• WORK INSTRUCTION: A verbatim copy of every entry is required.
═══ SUPPLIED RECORDS ═══
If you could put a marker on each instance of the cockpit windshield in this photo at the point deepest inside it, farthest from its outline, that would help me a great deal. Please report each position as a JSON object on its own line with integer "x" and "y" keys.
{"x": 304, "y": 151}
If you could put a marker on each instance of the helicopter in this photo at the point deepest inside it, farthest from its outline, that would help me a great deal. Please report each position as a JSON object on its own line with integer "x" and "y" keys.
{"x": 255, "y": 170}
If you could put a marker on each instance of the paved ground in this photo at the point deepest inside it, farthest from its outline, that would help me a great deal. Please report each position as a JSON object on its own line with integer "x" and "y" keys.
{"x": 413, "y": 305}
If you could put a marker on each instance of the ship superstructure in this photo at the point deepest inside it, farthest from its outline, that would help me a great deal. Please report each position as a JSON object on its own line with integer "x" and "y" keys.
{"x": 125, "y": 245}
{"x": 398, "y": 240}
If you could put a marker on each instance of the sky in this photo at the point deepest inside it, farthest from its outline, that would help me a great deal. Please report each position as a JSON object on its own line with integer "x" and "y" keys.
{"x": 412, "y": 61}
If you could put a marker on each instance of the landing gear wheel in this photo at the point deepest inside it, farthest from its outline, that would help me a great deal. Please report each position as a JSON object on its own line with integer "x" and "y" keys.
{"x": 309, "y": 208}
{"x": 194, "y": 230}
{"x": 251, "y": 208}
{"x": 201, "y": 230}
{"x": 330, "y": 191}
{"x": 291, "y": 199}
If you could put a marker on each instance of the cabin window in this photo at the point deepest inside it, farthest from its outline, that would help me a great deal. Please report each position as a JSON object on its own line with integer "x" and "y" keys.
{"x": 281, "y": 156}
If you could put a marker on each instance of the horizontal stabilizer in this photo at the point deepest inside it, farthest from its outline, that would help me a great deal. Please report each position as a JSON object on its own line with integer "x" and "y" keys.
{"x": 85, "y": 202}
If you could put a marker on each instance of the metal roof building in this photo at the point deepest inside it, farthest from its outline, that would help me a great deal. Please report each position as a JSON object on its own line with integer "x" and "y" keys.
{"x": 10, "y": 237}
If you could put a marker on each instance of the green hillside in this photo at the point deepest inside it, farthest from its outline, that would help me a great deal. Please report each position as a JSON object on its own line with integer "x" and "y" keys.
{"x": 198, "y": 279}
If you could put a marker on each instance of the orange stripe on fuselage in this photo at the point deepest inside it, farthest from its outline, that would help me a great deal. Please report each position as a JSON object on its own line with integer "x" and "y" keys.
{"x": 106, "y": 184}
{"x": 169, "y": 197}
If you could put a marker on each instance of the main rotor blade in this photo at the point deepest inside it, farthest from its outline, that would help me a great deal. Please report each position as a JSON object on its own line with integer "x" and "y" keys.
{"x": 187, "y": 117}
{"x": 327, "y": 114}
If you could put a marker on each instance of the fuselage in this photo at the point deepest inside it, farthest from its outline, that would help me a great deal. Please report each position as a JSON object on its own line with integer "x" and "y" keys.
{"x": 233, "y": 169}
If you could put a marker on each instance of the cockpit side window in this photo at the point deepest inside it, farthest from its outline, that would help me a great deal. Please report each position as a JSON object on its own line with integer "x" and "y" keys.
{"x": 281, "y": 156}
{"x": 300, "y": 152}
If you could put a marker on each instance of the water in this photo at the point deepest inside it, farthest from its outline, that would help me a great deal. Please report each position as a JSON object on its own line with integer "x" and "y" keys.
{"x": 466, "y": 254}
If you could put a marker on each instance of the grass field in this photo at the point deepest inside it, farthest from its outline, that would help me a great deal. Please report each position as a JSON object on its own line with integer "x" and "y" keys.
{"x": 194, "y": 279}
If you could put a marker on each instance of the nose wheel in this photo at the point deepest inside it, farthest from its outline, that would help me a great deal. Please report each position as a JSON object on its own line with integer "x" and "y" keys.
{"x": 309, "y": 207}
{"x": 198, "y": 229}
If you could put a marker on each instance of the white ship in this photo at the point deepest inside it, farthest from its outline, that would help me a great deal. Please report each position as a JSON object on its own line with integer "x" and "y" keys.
═══
• SOLUTION TO THIS PROBLEM:
If you could put a marker on each instance of the cockpit windshield in this photo at the point deepest inside it, farthest from its outline, that would help me a great deal. Please report each position as a JSON object on its own line with integer "x" and "y" keys.
{"x": 304, "y": 151}
If you could put a marker on each instance of the helicopter in this photo at the point deepest inside it, farthest from its outline, that would help me a great deal. Please report each position as a JSON object on its own line with integer "x" and "y" keys.
{"x": 255, "y": 170}
If you could put a marker on each instance of the paved ground in this photo at the point deepest inside it, farthest from its outline, that would help me a great deal. Please report each position as a JSON object on its own line with integer "x" and "y" keys.
{"x": 413, "y": 305}
If you could put a marker on each instance of the ship superstructure in this photo at the point deepest inside it, farthest from its outline, that would help me a great deal. Please report each position as a JSON object on its own line with integer "x" and "y" keys.
{"x": 125, "y": 245}
{"x": 398, "y": 240}
If you could put a marker on each instance of the sky in this photo at the point deepest inside it, farthest from its outline, that would help me a great deal. Please report each position as a JSON object on its own line with integer "x" and "y" keys.
{"x": 412, "y": 61}
If you could put a marker on each instance of the landing gear wheel in this photo at the point deepest inside it, farthest from its outline, that would help me a great deal. Please report each position as a JSON object on its own line with integer "x" and "y" keys.
{"x": 309, "y": 208}
{"x": 194, "y": 230}
{"x": 251, "y": 208}
{"x": 201, "y": 230}
{"x": 330, "y": 191}
{"x": 291, "y": 199}
If you could put a marker on each instance of the cabin window in this photo at the point deepest inside it, farthest from its outline, that would help me a great deal. Please report each position as a JSON object on its own line with integer "x" and "y" keys.
{"x": 281, "y": 156}
If you could put a marker on each instance of the horizontal stabilizer in this photo at the point deepest inside it, farthest from its outline, that would help me a great deal. Please report each position as a JSON object on its own line with integer "x" and "y" keys.
{"x": 85, "y": 202}
If you could put a marker on each instance of the metal roof building in this photo at the point deepest inside it, farthest from its outline, that would help me a great deal. Please report each position as a JSON object on its own line with integer "x" and "y" keys.
{"x": 10, "y": 237}
If you could put a marker on each instance of the green hillside in this photo at the point deepest inside it, farthest from its outline, that would help me a great deal. Please report each position as a JSON object on its own line with integer "x" and "y" keys.
{"x": 198, "y": 279}
If you could put a marker on each instance of the orange stripe on fuselage in this photo at the point deepest inside it, farthest from its outline, that would help me a great deal. Please report each position as a JSON object on its own line with integer "x" and "y" keys.
{"x": 106, "y": 184}
{"x": 169, "y": 197}
If you could put a marker on each instance of the main rotor blade in this photo at the point deepest inside it, farthest from its outline, that would help me a great deal. Please report each position as a JSON object on its own line with integer "x" and "y" keys.
{"x": 187, "y": 117}
{"x": 327, "y": 114}
If you could put a marker on each instance of the fuselage in this photo at the point deepest inside it, farthest from its outline, that would help me a great deal. Please report each position as a JSON object on its own line with integer "x" and "y" keys.
{"x": 233, "y": 169}
If you could put a marker on each instance of the cockpit side window in this photo at the point deepest inside it, farthest from its outline, that would help me a great deal. Please report each position as a JSON object on its own line with integer "x" and "y" keys.
{"x": 281, "y": 156}
{"x": 300, "y": 152}
If you could put a marker on each instance of the water in this photo at the point deepest inside it, farthest from its outline, that would help me a great deal. Please report each position as a JSON object on its own line with integer "x" and "y" keys.
{"x": 466, "y": 254}
If you could put a marker on each instance of the grass field in this photo at the point deepest inside it, farthest from its outline, that would help me a great deal. Please report each position as a JSON object on its own line with integer "x" and "y" keys.
{"x": 194, "y": 279}
If you could put a marker on each instance of the nose wheel in this photo at the point deepest inside it, farthest from its outline, that would help me a great deal. Please report each position as a JSON object on its own line with integer "x" and "y" keys.
{"x": 309, "y": 207}
{"x": 198, "y": 229}
If you could put a marker on each instance of the white ship in this photo at the point deepest inside it, farthest from its outline, that would help me a great deal. Please report each position as a JSON object on its own line with integer "x" and "y" keys.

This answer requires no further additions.